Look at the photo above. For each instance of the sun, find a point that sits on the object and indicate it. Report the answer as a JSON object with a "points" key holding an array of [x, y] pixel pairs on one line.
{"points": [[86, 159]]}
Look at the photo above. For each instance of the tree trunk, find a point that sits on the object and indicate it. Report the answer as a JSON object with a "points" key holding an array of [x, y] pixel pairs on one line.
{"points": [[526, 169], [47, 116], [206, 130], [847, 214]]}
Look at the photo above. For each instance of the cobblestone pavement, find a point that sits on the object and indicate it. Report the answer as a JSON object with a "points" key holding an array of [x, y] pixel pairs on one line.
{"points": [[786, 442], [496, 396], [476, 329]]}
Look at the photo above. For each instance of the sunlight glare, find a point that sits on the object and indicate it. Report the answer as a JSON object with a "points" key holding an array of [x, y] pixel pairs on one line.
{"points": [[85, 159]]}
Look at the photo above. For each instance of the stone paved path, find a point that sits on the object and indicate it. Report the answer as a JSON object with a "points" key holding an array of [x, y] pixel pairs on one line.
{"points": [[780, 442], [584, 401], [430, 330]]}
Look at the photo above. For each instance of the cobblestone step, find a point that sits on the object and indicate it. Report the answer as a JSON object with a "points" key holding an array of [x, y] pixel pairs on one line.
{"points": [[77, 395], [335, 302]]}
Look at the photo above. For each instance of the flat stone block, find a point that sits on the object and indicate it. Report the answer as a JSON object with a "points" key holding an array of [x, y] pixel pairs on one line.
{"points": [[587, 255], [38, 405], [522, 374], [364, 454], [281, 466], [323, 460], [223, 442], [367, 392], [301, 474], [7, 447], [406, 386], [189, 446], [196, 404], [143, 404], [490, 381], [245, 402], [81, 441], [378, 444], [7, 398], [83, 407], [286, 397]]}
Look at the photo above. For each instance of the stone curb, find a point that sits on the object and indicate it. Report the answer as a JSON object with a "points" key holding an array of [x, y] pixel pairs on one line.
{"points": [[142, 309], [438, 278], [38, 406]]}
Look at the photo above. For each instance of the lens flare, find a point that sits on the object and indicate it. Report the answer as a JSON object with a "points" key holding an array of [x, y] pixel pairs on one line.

» **Goal of the exercise**:
Every line of the data above belongs in the answer, unchanged.

» **Expected answer**:
Look at the photo above. For each instance of the sun, find a point that sits on the object and indicate it. Report the answer as a JSON object with a "points" key holding an array of [x, y] pixel pairs on one line.
{"points": [[86, 159]]}
Look at the photo above. For each instance of the tree trunk, find a point that sits on the object and indicate it. Report the answer as a JSON object with a "points" key holding an array of [x, y] pixel pairs on one line.
{"points": [[526, 169], [47, 116], [206, 130], [847, 214]]}
Look at the photo above. For each instance of the cobblestone pavement, find a point that sits on the object and indicate it. Report the answer as a JSON object with a "points" key holding an array of [x, y] pixel pairs on one line.
{"points": [[786, 442], [496, 396], [476, 329]]}
Look at the photo above. For each instance of the sunlight glare, find a point that sits on the object and indicate it. Report the answer as a JSON object with a "points" key holding an array of [x, y] pixel pairs on one line.
{"points": [[85, 159]]}
Look at the photo above. For each instance of the stone paved path, find a point that sits on the object and indicate it. Report the answer as a JSON object with a "points" key holding an array of [x, y] pixel pairs on one line.
{"points": [[780, 442], [584, 401], [430, 330]]}
Look at the photo above. For each instance of the cobblestone step, find a point that sits on the object and indicate it. Report the answer as a JSON object with a "points" key holding an array of [x, y] pixel pairs on one line.
{"points": [[77, 395], [335, 302]]}
Look at the photo above. For each instance of the flat stone block, find a point that sits on the object and indicate it. Report the answer as a JSON object with a "points" key holding an array of [x, y] pixel pairs on one line.
{"points": [[587, 255], [38, 405], [522, 374], [364, 454], [281, 466], [323, 460], [223, 442], [367, 392], [301, 474], [7, 447], [406, 386], [189, 446], [196, 404], [143, 404], [490, 381], [245, 402], [81, 441], [378, 444], [7, 398], [83, 407], [286, 397]]}
Look at the photo above. For each instance of the stone curb, find a point that sits on the object and indicate it. Report the answer as a JSON object with a "points" key holding an array of [x, y] pixel pairs on one line.
{"points": [[142, 309], [438, 278], [38, 406]]}
Look at the photo above. For each instance of the lens flare, find a point that sits on the object and indicate it. Report the answer as a JSON object with a "points" key holding an array of [x, y] pixel pairs on one line.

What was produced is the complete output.